• EXTRACTED TEXT:
Functional characterization of dolichol phosphate mannose synthases and development of infrared nanoscopy to study membrane proteins in solution
Time: Tue 2026-01-27 13.00
Location: Kollegiesalen, Brinellvägen 8, Stockholm
Language: English
Subject area: Biotechnology
Doctoral student: Markus M. Keskitalo , Industriell bioteknologi
Opponent: Professor Janne Ihalainen, University of Jyväskylä
Supervisor: Professor Christina Divne, Industriell bioteknologi; Professor C. Magnus Johnson, Yt- och korrosionsvetenskap
QC 2025-12-12
Abstract
Membrane proteins are proteins that are embedded in the lipid bilayers of
organisms. Roughly a fourth of all human proteins are estimated to be
membrane proteins and about 60 % of human-approved medications target
membrane proteins. The correct function of membrane proteins is essential to
all organisms.
This thesis is made up of two parts. First, the biochemistry and function of
dolichol phosphate mannose synthases (DPMS) are investigated. These
enzymes are responsible for the transfer of mannose from a nucleotide sugar
donor to the acceptor lipid dolichol phosphate, forming dolichol phosphate
mannose (Dol-P-Man). In eukaryotes and archaea, Dol-P-Man is the key
mannose donor for mannosylation reactions inside the endoplasmic reticulum
(ER) lumen or on the extracellular leaflet of cell membrane, respectively. As
the synthesis of Dol-P-Man is known to take place on the cytoplasmic side of
the ER membrane in eukaryotes or the cell membrane in archaea, the question
remains how Dol-P-Man is transported onto the other side of the membrane
to serve as a mannose donor. This thesis presents a hypothesis in which the
DPMS itself is responsible for the flipping of its own product. The hypothesis
is supported by crystallographic data that shows Dol-P-Man bound to a DPMS
in a “flipped” orientation that could enable the transport to the other side of
the membrane. This thesis also covers the recombinant expression,
purification, and in vitro characterization of DPMS from the zebra fish Danio
rerio. This DPMS is similar to the human enzyme and can therefore yield
mechanistic details behind DPMS-related diseases.

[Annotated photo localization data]
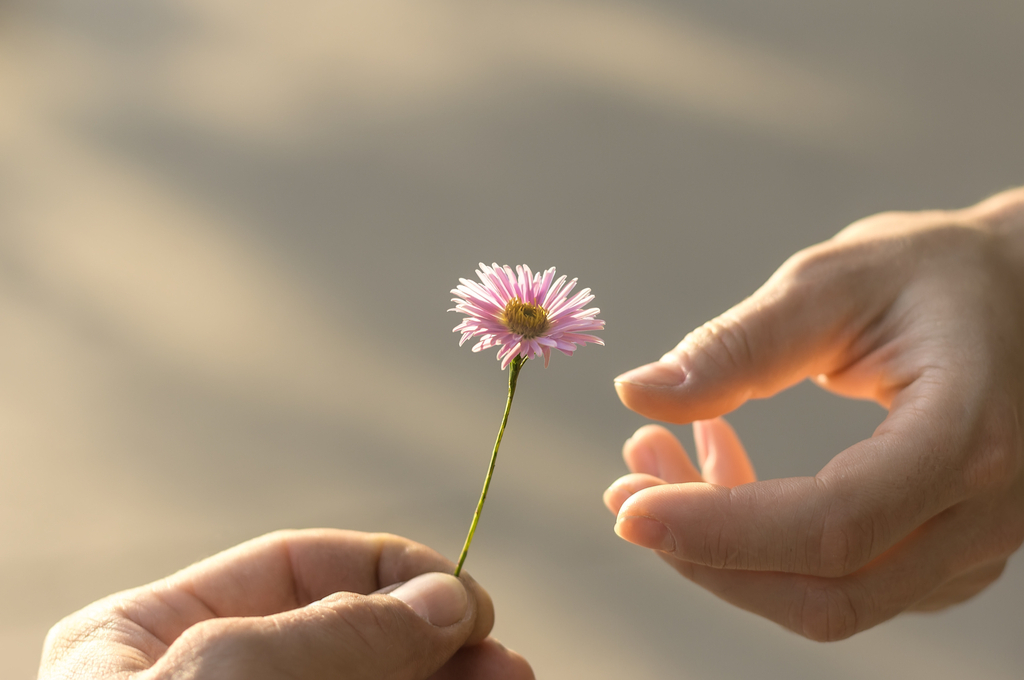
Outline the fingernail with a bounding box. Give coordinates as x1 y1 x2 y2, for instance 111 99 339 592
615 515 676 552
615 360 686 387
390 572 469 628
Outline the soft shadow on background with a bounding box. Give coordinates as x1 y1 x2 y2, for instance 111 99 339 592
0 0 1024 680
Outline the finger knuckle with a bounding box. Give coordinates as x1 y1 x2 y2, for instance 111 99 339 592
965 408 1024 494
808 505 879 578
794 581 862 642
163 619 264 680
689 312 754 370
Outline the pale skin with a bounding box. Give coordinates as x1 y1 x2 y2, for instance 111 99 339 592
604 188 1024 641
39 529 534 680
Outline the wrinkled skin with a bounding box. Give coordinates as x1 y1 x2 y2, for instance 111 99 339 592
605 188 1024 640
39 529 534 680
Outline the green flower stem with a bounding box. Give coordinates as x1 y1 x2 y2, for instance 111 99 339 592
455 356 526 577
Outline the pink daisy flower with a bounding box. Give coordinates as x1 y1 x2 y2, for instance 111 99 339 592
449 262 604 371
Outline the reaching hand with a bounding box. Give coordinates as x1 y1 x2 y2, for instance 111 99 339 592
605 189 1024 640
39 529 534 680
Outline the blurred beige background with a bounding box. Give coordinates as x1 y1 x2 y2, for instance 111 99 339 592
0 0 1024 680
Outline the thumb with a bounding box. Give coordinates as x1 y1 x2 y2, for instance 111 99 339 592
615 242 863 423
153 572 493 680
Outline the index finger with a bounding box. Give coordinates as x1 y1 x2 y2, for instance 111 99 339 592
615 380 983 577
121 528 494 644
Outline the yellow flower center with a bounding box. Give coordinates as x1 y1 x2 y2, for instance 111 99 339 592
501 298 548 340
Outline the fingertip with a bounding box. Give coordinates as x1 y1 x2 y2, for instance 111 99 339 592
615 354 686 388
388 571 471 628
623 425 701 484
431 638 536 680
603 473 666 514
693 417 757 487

* * *

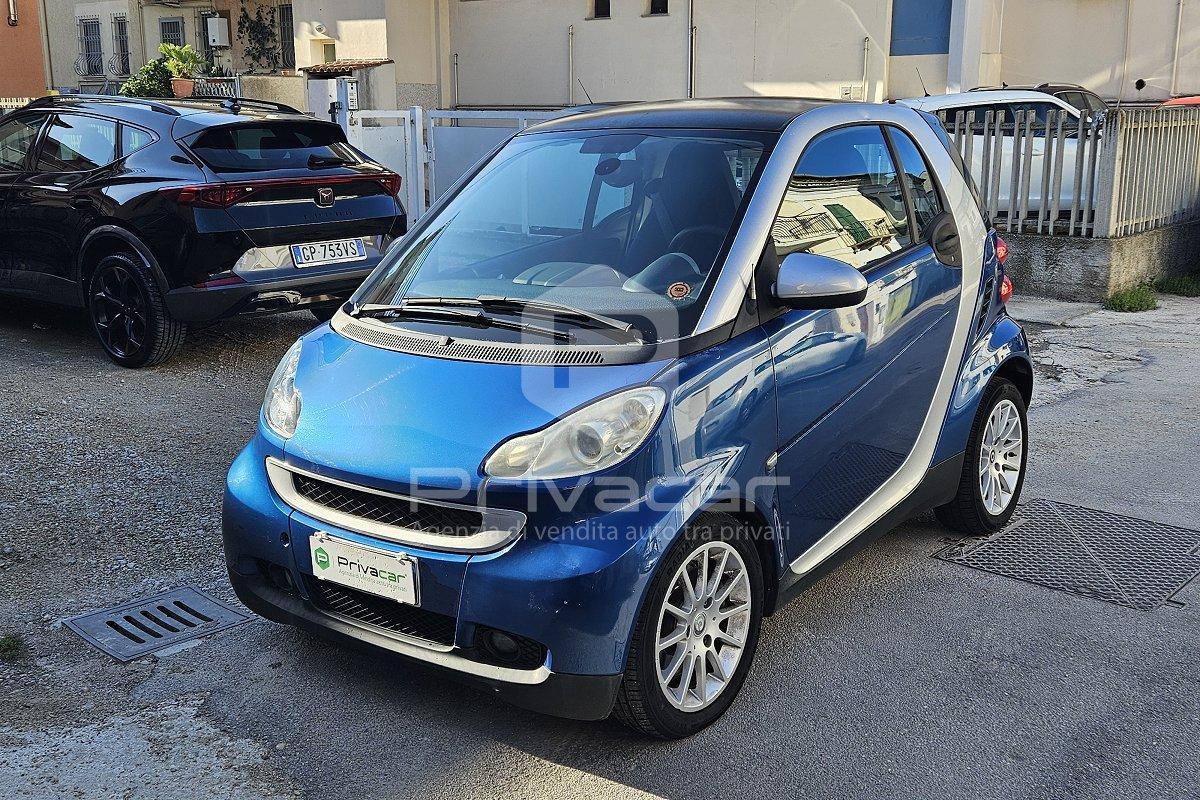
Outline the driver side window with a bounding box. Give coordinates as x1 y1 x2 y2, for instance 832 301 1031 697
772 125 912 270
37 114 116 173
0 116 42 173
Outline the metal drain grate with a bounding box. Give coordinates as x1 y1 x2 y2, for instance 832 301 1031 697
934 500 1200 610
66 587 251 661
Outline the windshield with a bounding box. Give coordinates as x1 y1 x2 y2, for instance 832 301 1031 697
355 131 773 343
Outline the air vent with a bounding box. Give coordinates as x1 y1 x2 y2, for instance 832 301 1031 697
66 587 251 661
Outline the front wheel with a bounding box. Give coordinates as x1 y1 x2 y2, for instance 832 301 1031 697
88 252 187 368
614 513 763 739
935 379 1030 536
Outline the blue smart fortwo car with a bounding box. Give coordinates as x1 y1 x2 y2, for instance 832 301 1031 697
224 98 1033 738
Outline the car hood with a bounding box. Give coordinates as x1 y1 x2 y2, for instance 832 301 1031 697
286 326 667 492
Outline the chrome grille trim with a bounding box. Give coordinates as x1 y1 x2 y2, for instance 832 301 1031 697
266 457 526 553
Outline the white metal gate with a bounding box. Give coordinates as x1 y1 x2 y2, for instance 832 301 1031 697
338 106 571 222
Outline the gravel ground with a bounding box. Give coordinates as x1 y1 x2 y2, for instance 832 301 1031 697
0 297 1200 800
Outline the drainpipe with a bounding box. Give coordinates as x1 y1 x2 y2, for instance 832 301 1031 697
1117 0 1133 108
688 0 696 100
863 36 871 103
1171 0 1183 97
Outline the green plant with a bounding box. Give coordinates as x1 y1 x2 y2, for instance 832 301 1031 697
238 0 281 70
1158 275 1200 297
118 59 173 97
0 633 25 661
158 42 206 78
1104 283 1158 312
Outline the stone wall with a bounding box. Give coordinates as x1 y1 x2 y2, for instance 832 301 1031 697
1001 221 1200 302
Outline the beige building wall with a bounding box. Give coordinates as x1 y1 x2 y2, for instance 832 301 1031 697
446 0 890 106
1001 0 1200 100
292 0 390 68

* * *

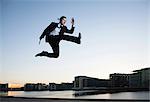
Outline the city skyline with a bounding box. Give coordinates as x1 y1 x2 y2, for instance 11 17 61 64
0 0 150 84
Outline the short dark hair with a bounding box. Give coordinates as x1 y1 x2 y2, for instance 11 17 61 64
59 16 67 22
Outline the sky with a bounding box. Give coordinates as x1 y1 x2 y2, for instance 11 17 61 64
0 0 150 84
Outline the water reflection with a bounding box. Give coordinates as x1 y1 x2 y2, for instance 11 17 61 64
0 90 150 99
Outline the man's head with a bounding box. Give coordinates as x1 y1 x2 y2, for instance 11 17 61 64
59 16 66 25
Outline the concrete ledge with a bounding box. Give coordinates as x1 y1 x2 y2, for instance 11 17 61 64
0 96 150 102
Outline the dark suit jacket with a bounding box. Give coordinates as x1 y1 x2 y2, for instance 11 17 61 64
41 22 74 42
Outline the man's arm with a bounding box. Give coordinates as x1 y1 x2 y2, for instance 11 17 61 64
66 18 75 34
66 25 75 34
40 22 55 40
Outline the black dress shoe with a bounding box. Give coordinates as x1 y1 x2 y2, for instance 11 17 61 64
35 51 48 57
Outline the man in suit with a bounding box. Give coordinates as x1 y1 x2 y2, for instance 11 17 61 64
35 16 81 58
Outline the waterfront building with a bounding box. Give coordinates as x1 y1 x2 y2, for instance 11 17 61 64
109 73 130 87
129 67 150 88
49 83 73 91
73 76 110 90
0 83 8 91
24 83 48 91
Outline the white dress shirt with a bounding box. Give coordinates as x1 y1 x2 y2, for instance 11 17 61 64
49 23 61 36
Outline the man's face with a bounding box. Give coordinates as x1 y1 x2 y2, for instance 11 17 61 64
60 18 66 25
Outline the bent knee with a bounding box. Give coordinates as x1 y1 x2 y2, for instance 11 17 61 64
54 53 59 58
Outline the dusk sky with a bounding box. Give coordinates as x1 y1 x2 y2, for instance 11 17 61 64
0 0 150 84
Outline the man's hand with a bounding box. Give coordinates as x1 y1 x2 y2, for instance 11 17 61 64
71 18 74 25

• WHAT YOU WILL DO:
**1.** Summarize the thesis announcement on dolichol phosphate mannose synthases in two sentences.
**2.** Pick up the thesis announcement on dolichol phosphate mannose synthases right after its final sentence and continue it.
The records play no part in this work.

• RESPONSES BY ITEM NUMBER:
**1.** The thesis announcement presents a doctoral thesis in biotechnology on dolichol phosphate mannose synthases (DPMS), enzymes that transfer mannose from a nucleotide sugar donor to dolichol phosphate to form Dol-P-Man, the key mannose donor for mannosylation in eukaryotes and archaea. Because Dol-P-Man is made on the cytoplasmic side of the membrane, the thesis proposes, with support from crystallographic data, that DPMS flips its own product to the other side, and it also covers the expression, purification, and in vitro characterization of a zebrafish DPMS that resembles the human enzyme.

**2.**
The second part covers the development of scattering-type scanning near-field
optical microscopy (s-SNOM) to study proteins in solution. The method is
capable of collecting images and infrared spectra from samples at nanometerscale
lateral resolution. The method is not readily applicable for the study of
objects in solution, but this limitation can be circumvented by the use of a
liquid cell. The liquid cell is first used to probe the stretching vibrations of
water in nanoscale and the method is then further developed and is applied to
collect images and spectra from purple membranes, a model membrane
comprising tightly packed bacteriorhodopsin molecules and associated lipids.